==== Gezeigter Textauszug ====

Leitsatz (amtlich)
1. Pflichtteilsrecht "schlägt" Vermächtnis (bei der Ermittlung der Höhe des Pflichtteilsanspruchs, wenn testamentarisch angeordnete Vermächtnisse vorliegen).
2. Setzt die Erblasserin - unter Ausschluss ihres Abkömmlings (hier: testamentarisch jeweils hälftige Einsetzung, wobei der Abkömmling die Erbschaft im Hinblick auf den Nachlass "aushöhlende" Vermächtnisanordnungen ausgeschlagen hat) - einen testamentarischen Erben ein, ordnet sie Testamentsvollstreckung an, bestimmt sie im Testament zu Gunsten des testamentarischen Erben ein beschränktes Vorvermächtnis betreffend (den wesentlichen Wert des Nachlasses bildender) Wohnung und Hausrat und räumt sie im Wege des Vermächtnisses darüber hinaus vorrangig zugunsten des Ehegatten des testamentarischen Erben, nachrangig zu Gunsten von dessen Tochter ein lebenslanges Wohnrecht ein, kann sich rechnerisch ein negativer Nachlasswert ergeben, den sich der Abkömmling bei der Ermittlung des Werts seines Pflichtteilsanspruchs aber nicht entgegenhalten lassen muss.
3. Bewilligt der Erbe in Kenntnis der gerichtlichen Geltendmachung des Pflichtteilsanspruchs seinem Ehegatten und seiner Tochter die grundbuchmäßige Eintragung der testamentarisch als Vermächtnisse ausgesetzten lebenslangen Wohnungsrechte, kann er sich gegenüber dem Pflichtteilsberechtigten - zumindest nach Treu und Glauben - nicht darauf berufen, dass die Wohnung weder freihändig veräußerbar noch bankmäßig belastbar sei, so dass ihr bei der Ermittlung des Pflichtteilanspruchs kein Wert (mehr) beizumessen sei.
4. Bewilligt der als Testamentsvollstrecker bestellte Rechtsanwalt, der gleichzeitig Prozessbevollmächtigter des Erben ist, die grundbuchmäßige Eintragung der Wohnungsrechte, liegt in der Person des Rechtsanwalts eine funktionsunabhängige Kenntnis von der erhobenen Klage vor, die sich der Erbe zurechnen lassen muss.
Verfahrensgang
LG Konstanz (Aktenzeichen 3 O 400/18) |
Tenor
1. Die Berufung der Beklagten gegen das Urteil der Einzelrichterin der 3. Zivilkammer des Landgerichts Koblenz vom 19.12.2019, Az. 3 O 400/18, wird zurückgewiesen.

==== Bereitgestellte Zeilen ====

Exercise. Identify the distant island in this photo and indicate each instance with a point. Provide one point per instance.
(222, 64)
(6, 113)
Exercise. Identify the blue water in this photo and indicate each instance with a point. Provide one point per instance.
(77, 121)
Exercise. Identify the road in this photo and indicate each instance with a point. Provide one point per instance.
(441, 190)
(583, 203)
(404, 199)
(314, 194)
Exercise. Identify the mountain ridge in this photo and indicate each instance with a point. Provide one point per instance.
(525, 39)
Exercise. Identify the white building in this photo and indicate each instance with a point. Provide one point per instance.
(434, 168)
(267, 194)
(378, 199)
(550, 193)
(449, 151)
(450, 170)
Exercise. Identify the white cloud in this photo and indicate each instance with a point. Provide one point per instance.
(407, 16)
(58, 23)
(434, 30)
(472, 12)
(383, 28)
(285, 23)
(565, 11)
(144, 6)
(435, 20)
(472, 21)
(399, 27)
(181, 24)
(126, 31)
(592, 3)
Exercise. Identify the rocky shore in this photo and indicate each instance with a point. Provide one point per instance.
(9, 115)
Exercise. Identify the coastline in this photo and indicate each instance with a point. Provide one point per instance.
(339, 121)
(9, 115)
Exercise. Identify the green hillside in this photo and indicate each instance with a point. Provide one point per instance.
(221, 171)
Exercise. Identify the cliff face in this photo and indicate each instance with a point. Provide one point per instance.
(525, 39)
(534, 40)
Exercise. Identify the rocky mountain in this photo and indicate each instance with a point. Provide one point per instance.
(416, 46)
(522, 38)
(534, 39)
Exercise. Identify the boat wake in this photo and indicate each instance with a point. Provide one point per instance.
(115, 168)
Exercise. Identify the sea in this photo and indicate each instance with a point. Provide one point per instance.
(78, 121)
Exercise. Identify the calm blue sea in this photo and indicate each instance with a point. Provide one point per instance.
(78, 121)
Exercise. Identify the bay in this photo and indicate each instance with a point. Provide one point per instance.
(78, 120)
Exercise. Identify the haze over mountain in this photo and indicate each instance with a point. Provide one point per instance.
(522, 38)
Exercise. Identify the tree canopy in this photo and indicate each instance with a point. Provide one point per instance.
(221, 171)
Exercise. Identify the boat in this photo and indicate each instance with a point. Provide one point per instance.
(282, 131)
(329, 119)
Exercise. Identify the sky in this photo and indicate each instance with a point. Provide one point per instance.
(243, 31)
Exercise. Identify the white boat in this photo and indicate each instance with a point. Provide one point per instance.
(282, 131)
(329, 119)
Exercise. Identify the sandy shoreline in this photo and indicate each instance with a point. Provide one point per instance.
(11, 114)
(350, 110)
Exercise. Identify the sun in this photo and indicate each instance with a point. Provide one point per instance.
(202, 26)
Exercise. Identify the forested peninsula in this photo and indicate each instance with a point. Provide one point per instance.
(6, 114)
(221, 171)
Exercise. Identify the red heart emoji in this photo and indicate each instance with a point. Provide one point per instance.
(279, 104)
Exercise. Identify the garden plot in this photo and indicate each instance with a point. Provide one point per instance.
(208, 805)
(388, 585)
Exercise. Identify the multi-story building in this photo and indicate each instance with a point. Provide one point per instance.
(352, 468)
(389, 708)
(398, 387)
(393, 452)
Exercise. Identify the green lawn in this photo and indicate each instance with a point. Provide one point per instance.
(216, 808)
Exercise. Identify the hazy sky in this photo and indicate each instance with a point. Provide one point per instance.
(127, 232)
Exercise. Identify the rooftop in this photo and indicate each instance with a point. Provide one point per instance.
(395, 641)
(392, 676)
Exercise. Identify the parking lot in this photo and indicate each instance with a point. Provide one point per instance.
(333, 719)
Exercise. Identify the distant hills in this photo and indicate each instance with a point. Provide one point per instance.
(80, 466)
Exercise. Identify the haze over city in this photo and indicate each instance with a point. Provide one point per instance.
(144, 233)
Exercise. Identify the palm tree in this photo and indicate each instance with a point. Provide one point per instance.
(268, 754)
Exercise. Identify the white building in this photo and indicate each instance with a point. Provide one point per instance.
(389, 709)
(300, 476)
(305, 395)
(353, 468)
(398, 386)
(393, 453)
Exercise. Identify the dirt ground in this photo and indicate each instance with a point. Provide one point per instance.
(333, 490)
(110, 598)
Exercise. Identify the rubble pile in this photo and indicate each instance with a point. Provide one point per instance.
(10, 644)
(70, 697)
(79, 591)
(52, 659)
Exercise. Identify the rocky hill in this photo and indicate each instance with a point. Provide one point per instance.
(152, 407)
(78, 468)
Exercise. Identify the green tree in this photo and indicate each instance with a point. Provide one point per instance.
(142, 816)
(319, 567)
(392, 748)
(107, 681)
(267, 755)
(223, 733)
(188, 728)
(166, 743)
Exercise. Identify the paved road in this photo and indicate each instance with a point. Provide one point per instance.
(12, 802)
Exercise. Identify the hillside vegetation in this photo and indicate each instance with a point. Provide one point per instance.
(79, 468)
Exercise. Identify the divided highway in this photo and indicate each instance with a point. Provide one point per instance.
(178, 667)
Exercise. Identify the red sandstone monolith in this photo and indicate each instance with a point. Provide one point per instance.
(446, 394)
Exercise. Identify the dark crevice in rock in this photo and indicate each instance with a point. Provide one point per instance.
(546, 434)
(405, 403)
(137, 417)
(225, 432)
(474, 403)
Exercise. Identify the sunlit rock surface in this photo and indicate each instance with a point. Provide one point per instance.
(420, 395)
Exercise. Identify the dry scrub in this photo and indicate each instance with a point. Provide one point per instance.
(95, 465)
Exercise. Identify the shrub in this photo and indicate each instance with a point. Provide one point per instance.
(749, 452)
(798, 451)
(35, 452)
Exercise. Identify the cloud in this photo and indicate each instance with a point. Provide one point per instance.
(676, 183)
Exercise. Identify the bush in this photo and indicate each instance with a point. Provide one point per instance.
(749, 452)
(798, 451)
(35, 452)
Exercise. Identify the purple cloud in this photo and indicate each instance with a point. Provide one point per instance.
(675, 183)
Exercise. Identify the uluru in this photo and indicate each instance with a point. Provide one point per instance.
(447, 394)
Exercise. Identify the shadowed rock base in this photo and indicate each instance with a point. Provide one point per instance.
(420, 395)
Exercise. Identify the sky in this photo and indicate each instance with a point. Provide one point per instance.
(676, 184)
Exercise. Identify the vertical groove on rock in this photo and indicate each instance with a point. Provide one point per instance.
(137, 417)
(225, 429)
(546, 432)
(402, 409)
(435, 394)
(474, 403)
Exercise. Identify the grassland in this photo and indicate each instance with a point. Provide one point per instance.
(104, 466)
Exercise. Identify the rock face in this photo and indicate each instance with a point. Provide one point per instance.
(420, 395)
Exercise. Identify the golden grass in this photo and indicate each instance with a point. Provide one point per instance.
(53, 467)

====

• _Schriftliche Aufgaben_
- A) Schreibe den Urteilsauszug von „4. Bewilligt der“ bis hinunter zu „400/18, wird zurückgewiesen.“ noch einmal ab und ersetze darin „Berufung“ durch „Revision“.
- B) Wer bewilligt laut viertem Leitsatz des Urteilsauszugs die grundbuchmäßige Eintragung der Wohnungsrechte?
- C) Führe den Urteilsauszug im Anschluss an seinen letzten Satz weiter.

• _Erwartete Antworten_
- A)
4. Bewilligt der als Testamentsvollstrecker bestellte Rechtsanwalt, der gleichzeitig Prozessbevollmächtigter des Erben ist, die grundbuchmäßige Eintragung der Wohnungsrechte, liegt in der Person des Rechtsanwalts eine funktionsunabhängige Kenntnis von der erhobenen Klage vor, die sich der Erbe zurechnen lassen muss.
Verfahrensgang
LG Konstanz (Aktenzeichen 3 O 400/18) |
Tenor
1. Die Revision der Beklagten gegen das Urteil der Einzelrichterin der 3. Zivilkammer des Landgerichts Koblenz vom 19.12.2019, Az. 3 O 400/18, wird zurückgewiesen.

- B) Der als Testamentsvollstrecker bestellte Rechtsanwalt, der gleichzeitig Prozessbevollmächtigter des Erben ist.

- C)
2. Aufgrund der mit - als erteilt geltender - Zustimmung der Beklagten erfolgten teilweisen Klagerücknahme ist das unter Ziff. 1 genannte Urteil in Höhe eines Teilbetrages von 4.500 EUR nebst anteiliger Zinsen seit dem 24.10.2018 wirkungslos geworden.
3. Die Kosten des Berufungsverfahrens trägt die Beklagte.
4. Das in Ziffer 1. genannte Urteil des Landgerichts Koblenz und dieser Beschluss sind ohne Sicherheitsleistung vorläufig vollstreckbar. Die Beklagte darf die gegen sie gerichtete Vollstreckung gegen Sicherheitsleistung in Höhe von 110 % des vollstreckbaren Betrages abwenden, wenn nicht die Klägerin vor der Vollstreckung Sicherheit in Höhe von 110 % des jeweils zu vollstreckenden Betrages leistet.
5. Der Streitwert für das Berufungsverfahren wird auf 162.929,61 EUR festgesetzt.
Gründe
Mit ihrer Klage macht die Klägerin Pflichtteilsansprüche gegen die Beklagte geltend. Die Parteien streiten in erster Linie darüber, ob ein in § 7 der testamentarischen Verfügung der Erblasserin zugunsten der Beklagten und deren Ehemann, Herrn M. B., im Wege des Vorvermächtnisses eingeräumtes lebenslanges Wohnungsrecht bei der Berechnung des der Klägerin zu- stehenden Pflichtteils (§§ 2303, 2306 BGB) in Abzug zu bringen ist oder nicht.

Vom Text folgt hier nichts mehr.